Copy each of the entries below word for word, leaving nothing out and changing nothing.

══ PROVIDED RECORDS

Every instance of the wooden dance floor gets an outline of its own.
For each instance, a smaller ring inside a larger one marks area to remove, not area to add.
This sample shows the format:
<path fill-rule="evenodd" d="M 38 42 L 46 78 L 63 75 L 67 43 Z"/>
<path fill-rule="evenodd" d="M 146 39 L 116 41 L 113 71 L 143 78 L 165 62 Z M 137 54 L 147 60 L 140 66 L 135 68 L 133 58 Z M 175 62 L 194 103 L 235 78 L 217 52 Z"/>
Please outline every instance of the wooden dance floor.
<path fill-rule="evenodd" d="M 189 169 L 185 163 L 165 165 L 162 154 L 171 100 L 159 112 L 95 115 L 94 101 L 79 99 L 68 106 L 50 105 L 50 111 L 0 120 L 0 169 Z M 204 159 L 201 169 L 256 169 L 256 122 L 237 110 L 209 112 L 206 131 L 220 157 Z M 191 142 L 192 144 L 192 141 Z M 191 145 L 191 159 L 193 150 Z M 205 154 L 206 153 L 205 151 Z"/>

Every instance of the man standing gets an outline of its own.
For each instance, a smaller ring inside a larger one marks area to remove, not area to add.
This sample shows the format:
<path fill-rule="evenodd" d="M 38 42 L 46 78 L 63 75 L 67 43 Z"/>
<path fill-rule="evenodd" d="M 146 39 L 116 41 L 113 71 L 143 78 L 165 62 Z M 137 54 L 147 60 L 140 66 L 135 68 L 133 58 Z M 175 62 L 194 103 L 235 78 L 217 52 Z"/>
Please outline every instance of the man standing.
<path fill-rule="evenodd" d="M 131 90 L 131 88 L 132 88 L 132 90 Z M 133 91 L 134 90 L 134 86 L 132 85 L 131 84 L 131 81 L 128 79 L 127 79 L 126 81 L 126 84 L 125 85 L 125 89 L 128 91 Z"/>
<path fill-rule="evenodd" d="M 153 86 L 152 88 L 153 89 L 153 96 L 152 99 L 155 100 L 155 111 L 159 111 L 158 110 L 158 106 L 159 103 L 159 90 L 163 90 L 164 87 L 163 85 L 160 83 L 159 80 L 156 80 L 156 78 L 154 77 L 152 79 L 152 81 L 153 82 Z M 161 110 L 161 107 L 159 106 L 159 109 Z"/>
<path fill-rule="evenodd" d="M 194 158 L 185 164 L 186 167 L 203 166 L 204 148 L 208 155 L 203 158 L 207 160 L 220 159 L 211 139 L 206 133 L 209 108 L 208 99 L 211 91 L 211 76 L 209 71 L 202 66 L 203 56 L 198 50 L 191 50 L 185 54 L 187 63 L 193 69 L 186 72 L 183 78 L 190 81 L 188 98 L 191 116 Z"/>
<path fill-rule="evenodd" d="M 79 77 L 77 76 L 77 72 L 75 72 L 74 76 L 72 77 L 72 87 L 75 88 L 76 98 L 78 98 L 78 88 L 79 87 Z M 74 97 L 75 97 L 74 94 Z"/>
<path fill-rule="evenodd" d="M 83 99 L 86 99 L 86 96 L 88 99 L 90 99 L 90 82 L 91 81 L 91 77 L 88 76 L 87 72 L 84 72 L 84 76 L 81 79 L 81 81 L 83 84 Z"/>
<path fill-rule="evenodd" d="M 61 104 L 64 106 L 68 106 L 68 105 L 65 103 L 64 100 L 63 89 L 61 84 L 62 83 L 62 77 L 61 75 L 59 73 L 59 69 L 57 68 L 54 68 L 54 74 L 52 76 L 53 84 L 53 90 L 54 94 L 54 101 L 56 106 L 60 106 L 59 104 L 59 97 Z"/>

════

SOLUTION TO THIS EXERCISE:
Every instance of the wooden dance floor gets an outline of its own.
For each instance, a smaller ring inside a larger one marks area to remove, not area to add.
This sample shows the format:
<path fill-rule="evenodd" d="M 38 42 L 46 78 L 63 75 L 67 43 Z"/>
<path fill-rule="evenodd" d="M 146 39 L 116 41 L 113 71 L 143 78 L 165 62 Z M 137 54 L 147 60 L 140 66 L 135 68 L 133 58 Z M 175 62 L 194 103 L 235 78 L 217 52 Z"/>
Please outline every instance of the wooden dance floor.
<path fill-rule="evenodd" d="M 189 169 L 185 163 L 165 165 L 162 154 L 171 100 L 159 112 L 95 115 L 94 101 L 79 99 L 68 106 L 50 105 L 50 111 L 0 120 L 0 169 Z M 204 159 L 201 169 L 256 169 L 256 122 L 237 110 L 209 112 L 206 131 L 220 157 Z M 191 142 L 192 144 L 192 141 Z M 191 145 L 191 159 L 193 150 Z M 205 154 L 206 153 L 205 151 Z"/>

Every instance of the man standing gets an outline of its own.
For each instance, a smaller ring inside a larger one marks area to remove, not area to add.
This sample shows the format:
<path fill-rule="evenodd" d="M 38 42 L 46 78 L 63 75 L 67 43 Z"/>
<path fill-rule="evenodd" d="M 146 39 L 116 41 L 113 71 L 143 78 L 165 62 Z M 137 54 L 147 60 L 140 66 L 135 68 L 133 58 Z M 175 62 L 194 103 L 235 78 L 217 52 Z"/>
Please outline every instance of the man standing.
<path fill-rule="evenodd" d="M 131 90 L 131 88 L 132 88 L 132 90 Z M 133 91 L 134 90 L 134 86 L 132 85 L 131 84 L 131 81 L 128 79 L 127 79 L 126 81 L 126 84 L 125 85 L 125 89 L 128 91 Z"/>
<path fill-rule="evenodd" d="M 153 86 L 152 88 L 153 89 L 153 96 L 152 99 L 155 100 L 155 111 L 159 111 L 158 110 L 158 106 L 159 103 L 159 90 L 163 90 L 164 87 L 163 85 L 160 83 L 159 80 L 156 80 L 156 78 L 154 77 L 152 79 L 152 81 L 153 82 Z M 161 110 L 161 107 L 159 106 L 159 109 Z"/>
<path fill-rule="evenodd" d="M 194 158 L 185 164 L 186 167 L 203 166 L 204 148 L 208 155 L 203 158 L 207 160 L 220 159 L 211 139 L 206 133 L 209 108 L 208 99 L 211 91 L 211 76 L 209 71 L 202 66 L 203 56 L 198 50 L 191 50 L 185 54 L 187 63 L 193 69 L 186 72 L 183 78 L 190 81 L 188 98 L 191 116 Z"/>
<path fill-rule="evenodd" d="M 79 77 L 77 76 L 77 72 L 75 72 L 74 76 L 72 77 L 72 87 L 75 88 L 76 98 L 78 98 L 78 88 L 79 87 Z M 74 97 L 75 97 L 74 94 Z"/>
<path fill-rule="evenodd" d="M 83 99 L 86 99 L 86 96 L 88 99 L 90 99 L 90 82 L 91 81 L 91 77 L 88 76 L 87 72 L 84 72 L 84 76 L 81 79 L 81 81 L 83 84 Z"/>
<path fill-rule="evenodd" d="M 61 104 L 64 106 L 68 106 L 68 105 L 65 103 L 64 100 L 63 89 L 61 84 L 62 83 L 62 77 L 61 75 L 59 73 L 59 69 L 57 68 L 54 68 L 54 74 L 52 76 L 53 84 L 53 90 L 54 94 L 54 101 L 56 106 L 60 106 L 59 104 L 59 97 Z"/>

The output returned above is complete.